BEGIN Document excerpt

Swiss face new year of economic uncertainty

Financial experts are forecasting a difficult year for Switzerland, with growth remaining sluggish, consumer prices dropping, and the performance of the economy largely dependent on international trends.

Swiss face new year of economic uncertainty
KS Photo

The Swiss economy is expected to experience only slight growth in the coming year, with gross domestic product (GDP) growth estimates ranging from 0.2 to 0.5 percent.

The economic slowdown will also have an effect on the job market. Research collated from several institutions predicts a rise in unemployment from the current 3 percent to 3.7 percent.

The Federal Council is more pessimistic and has warned that the official rate of unemployment will rise to 3.9 percent by the end of 2012, a figure that could increase still further if the eurozone fails to cure its financial woes.

END Document excerpt
BEGIN Supplied data

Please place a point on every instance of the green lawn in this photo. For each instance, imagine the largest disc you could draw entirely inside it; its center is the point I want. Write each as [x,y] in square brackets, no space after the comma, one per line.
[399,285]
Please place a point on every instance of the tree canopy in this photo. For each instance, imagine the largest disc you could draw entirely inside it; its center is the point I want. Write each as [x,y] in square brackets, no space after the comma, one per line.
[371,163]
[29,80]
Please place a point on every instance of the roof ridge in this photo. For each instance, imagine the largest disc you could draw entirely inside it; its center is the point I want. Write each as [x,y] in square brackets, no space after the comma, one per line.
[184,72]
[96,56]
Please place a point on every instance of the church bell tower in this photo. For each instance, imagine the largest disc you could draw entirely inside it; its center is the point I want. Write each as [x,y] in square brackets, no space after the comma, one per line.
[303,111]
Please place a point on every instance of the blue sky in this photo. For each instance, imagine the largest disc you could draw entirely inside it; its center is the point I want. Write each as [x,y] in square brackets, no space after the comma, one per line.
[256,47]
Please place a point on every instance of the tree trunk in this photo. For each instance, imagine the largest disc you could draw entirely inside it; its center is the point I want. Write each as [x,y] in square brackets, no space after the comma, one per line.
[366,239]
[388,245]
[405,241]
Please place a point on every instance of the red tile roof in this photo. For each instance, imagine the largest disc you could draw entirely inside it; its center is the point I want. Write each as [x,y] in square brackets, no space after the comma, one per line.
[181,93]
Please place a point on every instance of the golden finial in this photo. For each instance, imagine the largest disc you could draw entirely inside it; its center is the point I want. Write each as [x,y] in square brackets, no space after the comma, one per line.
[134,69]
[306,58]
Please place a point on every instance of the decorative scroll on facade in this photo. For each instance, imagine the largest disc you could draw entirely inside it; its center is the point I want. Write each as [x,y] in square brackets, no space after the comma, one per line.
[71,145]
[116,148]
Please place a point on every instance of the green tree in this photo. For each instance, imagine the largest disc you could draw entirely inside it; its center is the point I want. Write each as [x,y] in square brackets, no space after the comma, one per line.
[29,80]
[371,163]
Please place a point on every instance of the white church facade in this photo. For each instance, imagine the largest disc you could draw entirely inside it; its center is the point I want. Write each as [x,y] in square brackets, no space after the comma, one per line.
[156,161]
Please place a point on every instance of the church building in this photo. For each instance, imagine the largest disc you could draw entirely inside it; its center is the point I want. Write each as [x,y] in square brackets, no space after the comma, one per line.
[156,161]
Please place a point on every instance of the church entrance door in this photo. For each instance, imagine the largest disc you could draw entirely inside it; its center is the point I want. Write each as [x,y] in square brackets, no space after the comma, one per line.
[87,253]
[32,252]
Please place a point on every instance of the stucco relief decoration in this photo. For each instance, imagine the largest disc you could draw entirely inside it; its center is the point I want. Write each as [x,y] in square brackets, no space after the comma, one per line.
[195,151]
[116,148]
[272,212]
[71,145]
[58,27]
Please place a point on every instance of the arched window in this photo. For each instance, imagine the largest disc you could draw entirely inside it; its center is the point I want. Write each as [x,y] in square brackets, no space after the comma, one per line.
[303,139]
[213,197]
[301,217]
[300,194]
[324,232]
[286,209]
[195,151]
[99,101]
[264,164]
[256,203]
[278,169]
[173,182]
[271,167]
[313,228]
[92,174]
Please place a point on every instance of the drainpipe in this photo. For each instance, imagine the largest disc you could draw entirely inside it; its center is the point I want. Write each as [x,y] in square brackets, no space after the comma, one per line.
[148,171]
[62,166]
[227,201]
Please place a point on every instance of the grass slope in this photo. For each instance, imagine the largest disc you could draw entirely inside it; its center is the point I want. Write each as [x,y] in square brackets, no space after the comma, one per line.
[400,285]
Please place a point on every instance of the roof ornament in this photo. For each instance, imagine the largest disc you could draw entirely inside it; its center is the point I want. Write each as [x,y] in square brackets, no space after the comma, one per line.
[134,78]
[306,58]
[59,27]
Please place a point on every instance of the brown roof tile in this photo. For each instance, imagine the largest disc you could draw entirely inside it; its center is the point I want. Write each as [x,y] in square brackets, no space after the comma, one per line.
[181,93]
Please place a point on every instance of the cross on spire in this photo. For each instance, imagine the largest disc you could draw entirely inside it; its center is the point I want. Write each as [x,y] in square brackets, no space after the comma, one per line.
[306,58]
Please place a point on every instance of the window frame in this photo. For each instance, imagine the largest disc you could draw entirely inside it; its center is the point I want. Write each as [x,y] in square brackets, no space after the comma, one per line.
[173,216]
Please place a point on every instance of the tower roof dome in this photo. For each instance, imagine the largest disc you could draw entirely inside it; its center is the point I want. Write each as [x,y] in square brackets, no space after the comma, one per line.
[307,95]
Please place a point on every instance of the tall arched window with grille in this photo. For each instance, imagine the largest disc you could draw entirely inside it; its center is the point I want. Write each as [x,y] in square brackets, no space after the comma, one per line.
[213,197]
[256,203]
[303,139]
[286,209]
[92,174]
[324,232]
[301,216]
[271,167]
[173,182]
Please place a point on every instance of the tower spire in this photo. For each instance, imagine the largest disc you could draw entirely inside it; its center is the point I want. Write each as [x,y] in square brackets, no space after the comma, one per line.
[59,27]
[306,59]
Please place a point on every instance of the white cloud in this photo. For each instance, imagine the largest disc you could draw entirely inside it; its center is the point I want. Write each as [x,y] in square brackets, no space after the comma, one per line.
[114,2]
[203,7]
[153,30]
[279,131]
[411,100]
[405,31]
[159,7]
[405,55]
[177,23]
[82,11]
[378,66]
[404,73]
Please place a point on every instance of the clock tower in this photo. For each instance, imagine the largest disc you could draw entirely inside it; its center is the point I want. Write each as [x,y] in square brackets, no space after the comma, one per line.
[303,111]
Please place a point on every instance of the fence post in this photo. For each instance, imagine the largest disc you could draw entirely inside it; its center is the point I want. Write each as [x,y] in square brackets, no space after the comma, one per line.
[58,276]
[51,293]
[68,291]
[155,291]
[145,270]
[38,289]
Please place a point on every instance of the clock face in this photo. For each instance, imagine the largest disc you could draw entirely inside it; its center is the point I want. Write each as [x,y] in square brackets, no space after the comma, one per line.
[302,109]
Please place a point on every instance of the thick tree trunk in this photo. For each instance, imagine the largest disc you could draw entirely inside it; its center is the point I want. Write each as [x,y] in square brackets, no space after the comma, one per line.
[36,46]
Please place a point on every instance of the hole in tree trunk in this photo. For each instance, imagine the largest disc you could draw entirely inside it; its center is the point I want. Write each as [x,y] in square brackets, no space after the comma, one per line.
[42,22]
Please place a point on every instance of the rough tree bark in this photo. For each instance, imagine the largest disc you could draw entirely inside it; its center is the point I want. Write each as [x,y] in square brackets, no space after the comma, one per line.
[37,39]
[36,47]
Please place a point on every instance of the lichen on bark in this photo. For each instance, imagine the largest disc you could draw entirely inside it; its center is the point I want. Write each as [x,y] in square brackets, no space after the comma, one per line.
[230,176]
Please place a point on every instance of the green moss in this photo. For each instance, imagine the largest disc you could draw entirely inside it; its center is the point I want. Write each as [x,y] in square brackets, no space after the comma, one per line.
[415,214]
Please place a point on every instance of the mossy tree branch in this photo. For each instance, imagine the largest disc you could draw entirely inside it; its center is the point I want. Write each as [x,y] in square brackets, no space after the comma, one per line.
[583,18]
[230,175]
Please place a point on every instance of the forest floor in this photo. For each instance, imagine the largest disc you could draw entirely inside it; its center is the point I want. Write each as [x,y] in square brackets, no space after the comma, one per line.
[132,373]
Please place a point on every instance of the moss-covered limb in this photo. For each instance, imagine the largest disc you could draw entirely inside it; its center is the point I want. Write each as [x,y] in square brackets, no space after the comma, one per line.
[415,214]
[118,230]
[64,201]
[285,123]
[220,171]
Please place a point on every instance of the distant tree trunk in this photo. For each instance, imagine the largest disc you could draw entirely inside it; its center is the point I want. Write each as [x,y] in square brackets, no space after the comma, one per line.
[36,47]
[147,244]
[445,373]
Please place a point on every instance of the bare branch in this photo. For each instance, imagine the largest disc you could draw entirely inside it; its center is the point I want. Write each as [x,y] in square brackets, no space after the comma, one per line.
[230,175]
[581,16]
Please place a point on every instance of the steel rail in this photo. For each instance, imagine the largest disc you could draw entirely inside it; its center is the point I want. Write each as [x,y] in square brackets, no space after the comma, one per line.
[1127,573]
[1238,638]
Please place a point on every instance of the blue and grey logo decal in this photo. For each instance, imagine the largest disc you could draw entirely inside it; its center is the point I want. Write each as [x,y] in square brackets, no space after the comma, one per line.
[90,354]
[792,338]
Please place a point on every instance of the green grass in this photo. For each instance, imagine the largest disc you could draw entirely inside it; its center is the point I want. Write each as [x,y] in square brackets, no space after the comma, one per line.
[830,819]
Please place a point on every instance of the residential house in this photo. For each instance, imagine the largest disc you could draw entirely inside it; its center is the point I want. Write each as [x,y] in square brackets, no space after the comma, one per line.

END Supplied data

### Set problem 1
Reproduce the passage of the Swiss economy article verbatim, starting at the words "The economic slowdown" and ending after "its financial woes.".
### Set problem 2
Check each statement against the Swiss economy article, answering yes or no and quoting the words that decide it: (a) GDP growth estimates for the coming year range from 0.2 to 0.5 percent. (b) Consumer prices are forecast to rise. (c) The Federal Council expects unemployment to reach 3.7 percent by the end of 2012.
The data has no role in any of this.

### Finished answer 1
The economic slowdown will also have an effect on the job market. Research collated from several institutions predicts a rise in unemployment from the current 3 percent to 3.7 percent.

The Federal Council is more pessimistic and has warned that the official rate of unemployment will rise to 3.9 percent by the end of 2012, a figure that could increase still further if the eurozone fails to cure its financial woes.

### Finished answer 2
(a) Yes: "with gross domestic product (GDP) growth estimates ranging from 0.2 to 0.5 percent"
(b) No: "consumer prices dropping"
(c) No: "the official rate of unemployment will rise to 3.9 percent by the end of 2012"